* **GIVEN RECORDS**
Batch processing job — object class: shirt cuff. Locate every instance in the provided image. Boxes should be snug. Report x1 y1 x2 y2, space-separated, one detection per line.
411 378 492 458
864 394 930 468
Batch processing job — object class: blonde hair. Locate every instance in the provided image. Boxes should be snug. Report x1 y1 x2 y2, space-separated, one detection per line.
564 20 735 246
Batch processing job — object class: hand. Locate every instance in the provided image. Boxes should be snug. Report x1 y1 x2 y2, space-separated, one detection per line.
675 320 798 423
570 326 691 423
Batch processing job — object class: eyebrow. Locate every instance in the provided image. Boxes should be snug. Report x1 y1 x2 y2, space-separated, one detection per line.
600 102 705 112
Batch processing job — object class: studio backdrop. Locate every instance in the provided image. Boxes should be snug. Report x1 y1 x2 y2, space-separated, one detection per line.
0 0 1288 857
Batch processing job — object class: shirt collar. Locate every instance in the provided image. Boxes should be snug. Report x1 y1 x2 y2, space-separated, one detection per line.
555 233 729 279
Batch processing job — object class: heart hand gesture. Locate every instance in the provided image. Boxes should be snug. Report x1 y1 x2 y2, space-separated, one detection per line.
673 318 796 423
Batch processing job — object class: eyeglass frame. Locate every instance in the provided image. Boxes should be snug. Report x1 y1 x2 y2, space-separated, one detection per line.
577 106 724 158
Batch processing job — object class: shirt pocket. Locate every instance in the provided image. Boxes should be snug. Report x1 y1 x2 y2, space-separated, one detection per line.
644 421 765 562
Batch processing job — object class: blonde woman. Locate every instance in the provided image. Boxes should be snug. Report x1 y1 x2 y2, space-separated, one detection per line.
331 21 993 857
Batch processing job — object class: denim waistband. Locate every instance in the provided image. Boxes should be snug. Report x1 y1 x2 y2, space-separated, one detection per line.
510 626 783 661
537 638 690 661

* **EXERCISE PROMPT**
Begin at the line that contains "Batch processing job — object class: blonde hair." and stop after the line that contains "673 318 796 423". Write out every line in that span, each entry's request included, and shift every bounding-box coordinate in the answers by adding 89 to it.

* **WRITTEN RESPONSE**
Batch processing job — object class: blonde hair. Locate every instance in the provided image. Boxes should be snug. Report x1 y1 x2 y2, space-separated, one detection per line.
653 109 824 335
Batch processing job — object class: hand. Locate every instance in the provided image. Boxes should be snug. Report x1 y1 x2 y2, space-separated, one detection per line.
764 409 887 512
659 415 780 512
Batch processing job — object class: eyebrow. Locate every instance in the provided image. Boxes should be snug. Report x1 y1 x2 y2, space-separated, one detection per line.
689 191 794 201
Batch processing job — object class: studio backdrop. Locate every instance in the provided image. Boxes should be snug. Report x1 y1 x2 y2, space-separated, one detection per line.
89 89 1377 946
Batch processing job — object class: shirt collar. Locate every instance in the provided image. Boxes should be snug. Report x1 y1 x2 y2, space-separated, one detection per line.
644 322 818 368
Batch processing job — object class: heart hand gesture. Locate every instance in the provided image. Boxes should be snug. Report x1 y1 x2 y2, space-separated, one detection per line.
762 407 885 512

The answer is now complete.